▸ TEXT SHOWN
4th Battalion, 5th Air Defense Artillery Battalion
A Short Range Air Defense Separate Battalion (SHORAD).
On 16 November 1988 the 4th Missile Battalion, 5th Air Defense Artillery was redesignated as the 4th Battalion, 5th Air Defense Artillery Regiment, assigned to the 1st Cavalry Division and activated at Fort Hood, Texas as a Short Range Air Defense Separate Battalion (SHORAD).
Its first training mission was to the National Training Center (NTC) at Fort Irwin, California. The effective training at the NTC could have not come at a more opportune time in the history of the battalion. Upon their return to Fort Hood, the Battalion Commander undertook the task of reorganizing and fielding the Army’s first “Avenger” Antiaircraft Battery. The “Avenger” system is a lightweight, highly mobile and transportable surface-to-air missile/gun weapon system mounted on a High Mobility Multi-Purpose Wheeled Vehicle (HMMWV).
The Avenger surface-to-air missile (SAM) system has two stinger pods called Standard Vehicle Mounted Launchers (SVMLs). Each pod is capable of carrying four ready Stinger missiles, a significant improvement over the one man – one shot concept of the Man-Portable Stinger missile system. The Avenger also mounts a .50 caliber machine gun capable of operating in an air and ground mode; a Forward-Looking Infrared system for target detection and tracking; and a laptop computer-based display for early warning and target cuing.
In the midst of the reorganization, on 7 August 1990, a deployment order for the Southwest Asia operations was issued. Plans calling for the division to deploy by 15 September extended the work day to 14, 16 and in some cases 24 hours. Since the availability of Avenger Systems prior to deployment was uncertain, and in order to maximize combat power, the Battalion quickly was reorganized back to its original configuration of 4 Batteries consisting of 27 Vulcan and 60 Stinger Teams. Along with the return to the old organization, a decision to accelerate Avenger fielding and obtain as many systems as possible prior to deployment was made. The combined efforts of the Army Procurement Sections and Boeing allowed the Battalion to rapidly field three platoons and significantly upgrade its maintenance capability to sustain systems in an immature theater by providing additional test equipment and spare parts.
War plans were developed with the basic assumption that the Division would deploy task organized and could arrive at several different ports. To meet that objective, batteries were deployed with their Brigade Headquarters and a minimum of one Stinger Section or Vulcan/Avenger Platoon on each of the thirteen ships. The plan included the front loading of the Headquarters and Headquarters Battery to provide the initial control, command and a link into Theater Air Defense Commands, as well as provide the initial short range air defense umbrella over the Sea Port of Debarkation and associated staging areas.

▸ GOAL
Duplicate the portion of the battalion history starting with "4th Battalion, 5th Air Defense Artillery Battalion" and going on through "as a Short Range Air Defense Separate Battalion (SHORAD).". The data after the battalion history comes from an unrelated source.

Saved data entries:
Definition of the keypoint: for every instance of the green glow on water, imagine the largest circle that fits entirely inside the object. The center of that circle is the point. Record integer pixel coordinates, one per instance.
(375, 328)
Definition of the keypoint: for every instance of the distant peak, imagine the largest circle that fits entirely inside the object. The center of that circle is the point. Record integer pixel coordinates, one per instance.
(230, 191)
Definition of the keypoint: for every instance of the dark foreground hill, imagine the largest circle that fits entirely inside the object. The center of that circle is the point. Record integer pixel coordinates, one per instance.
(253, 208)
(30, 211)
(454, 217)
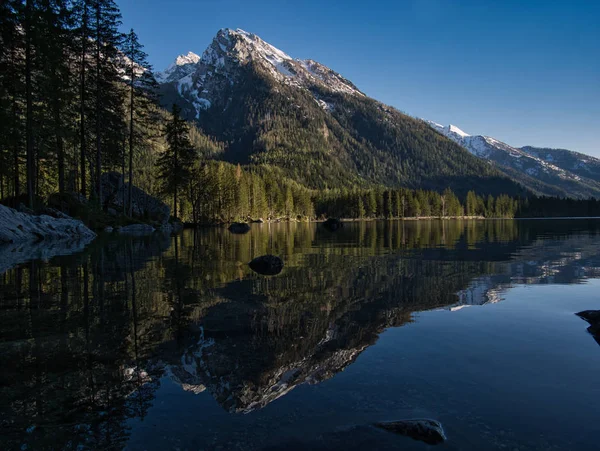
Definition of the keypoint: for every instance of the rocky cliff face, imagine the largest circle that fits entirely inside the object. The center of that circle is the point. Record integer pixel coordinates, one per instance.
(25, 237)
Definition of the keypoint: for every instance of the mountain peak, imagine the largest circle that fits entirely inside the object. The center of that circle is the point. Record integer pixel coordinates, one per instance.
(458, 131)
(182, 66)
(189, 58)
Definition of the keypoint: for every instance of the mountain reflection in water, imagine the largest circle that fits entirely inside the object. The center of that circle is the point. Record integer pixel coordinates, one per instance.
(86, 339)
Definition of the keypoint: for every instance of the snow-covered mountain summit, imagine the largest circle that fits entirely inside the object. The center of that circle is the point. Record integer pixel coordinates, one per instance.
(543, 175)
(201, 80)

▸ RESPONSE BELOW
4th Battalion, 5th Air Defense Artillery Battalion
A Short Range Air Defense Separate Battalion (SHORAD).
On 16 November 1988 the 4th Missile Battalion, 5th Air Defense Artillery was redesignated as the 4th Battalion, 5th Air Defense Artillery Regiment, assigned to the 1st Cavalry Division and activated at Fort Hood, Texas as a Short Range Air Defense Separate Battalion (SHORAD).